## BEGIN

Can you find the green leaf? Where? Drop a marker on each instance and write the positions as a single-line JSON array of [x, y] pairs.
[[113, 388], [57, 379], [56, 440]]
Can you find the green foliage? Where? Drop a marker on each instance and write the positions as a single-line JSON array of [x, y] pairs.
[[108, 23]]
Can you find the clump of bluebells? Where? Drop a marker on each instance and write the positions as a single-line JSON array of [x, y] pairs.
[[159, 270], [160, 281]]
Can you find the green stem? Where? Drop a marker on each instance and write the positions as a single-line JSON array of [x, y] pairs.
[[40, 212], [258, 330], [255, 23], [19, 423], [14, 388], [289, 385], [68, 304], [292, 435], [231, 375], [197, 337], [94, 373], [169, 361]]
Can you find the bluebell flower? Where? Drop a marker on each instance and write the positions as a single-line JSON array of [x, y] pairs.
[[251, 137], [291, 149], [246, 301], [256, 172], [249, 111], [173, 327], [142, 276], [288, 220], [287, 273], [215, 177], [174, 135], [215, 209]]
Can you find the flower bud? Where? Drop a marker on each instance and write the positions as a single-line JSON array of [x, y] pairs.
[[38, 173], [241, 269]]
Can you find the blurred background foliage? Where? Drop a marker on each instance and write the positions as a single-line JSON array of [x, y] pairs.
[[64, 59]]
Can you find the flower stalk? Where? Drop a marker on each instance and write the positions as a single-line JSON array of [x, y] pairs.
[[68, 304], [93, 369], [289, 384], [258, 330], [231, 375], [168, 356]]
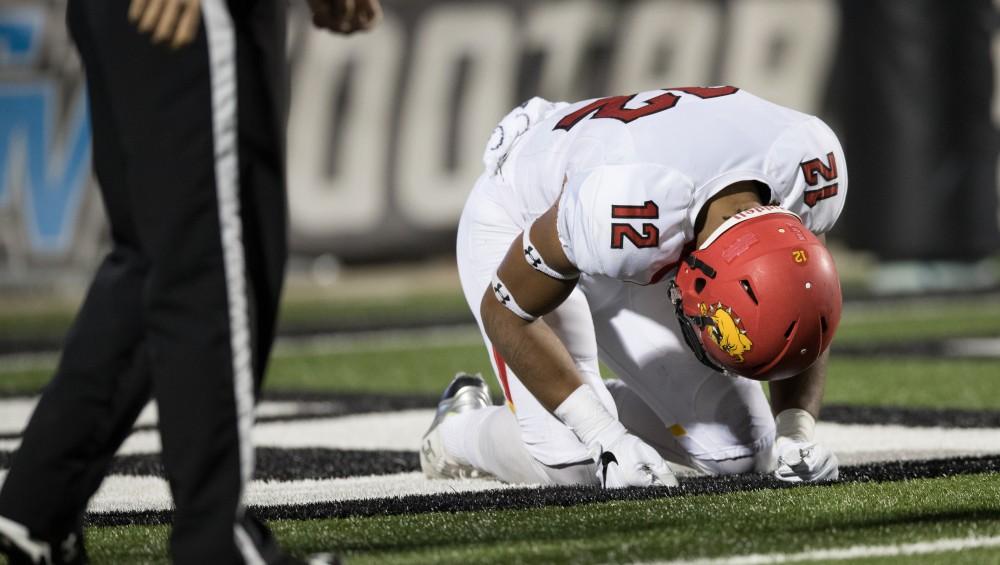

## END

DIRECTIVE: Convert the part of the items that opens with the line containing "Can you find the blurred" and runs through the end of the items into a JSON list of strings, one string per line, skipping blank lines. Leave the pictures out of the list.

TASK ANSWER:
[
  "Can you find the blurred background foliage? Where? Drop a marker on each instance and write the positions as a single-line JSON array of [x, y] pairs.",
  "[[64, 59]]",
  "Can you find the flower stalk? Where? Drop a marker on each instance and write the positions as a single-line JSON array of [x, y] pairs.",
  "[[68, 304], [93, 369], [289, 384], [258, 330], [231, 375], [168, 356]]"
]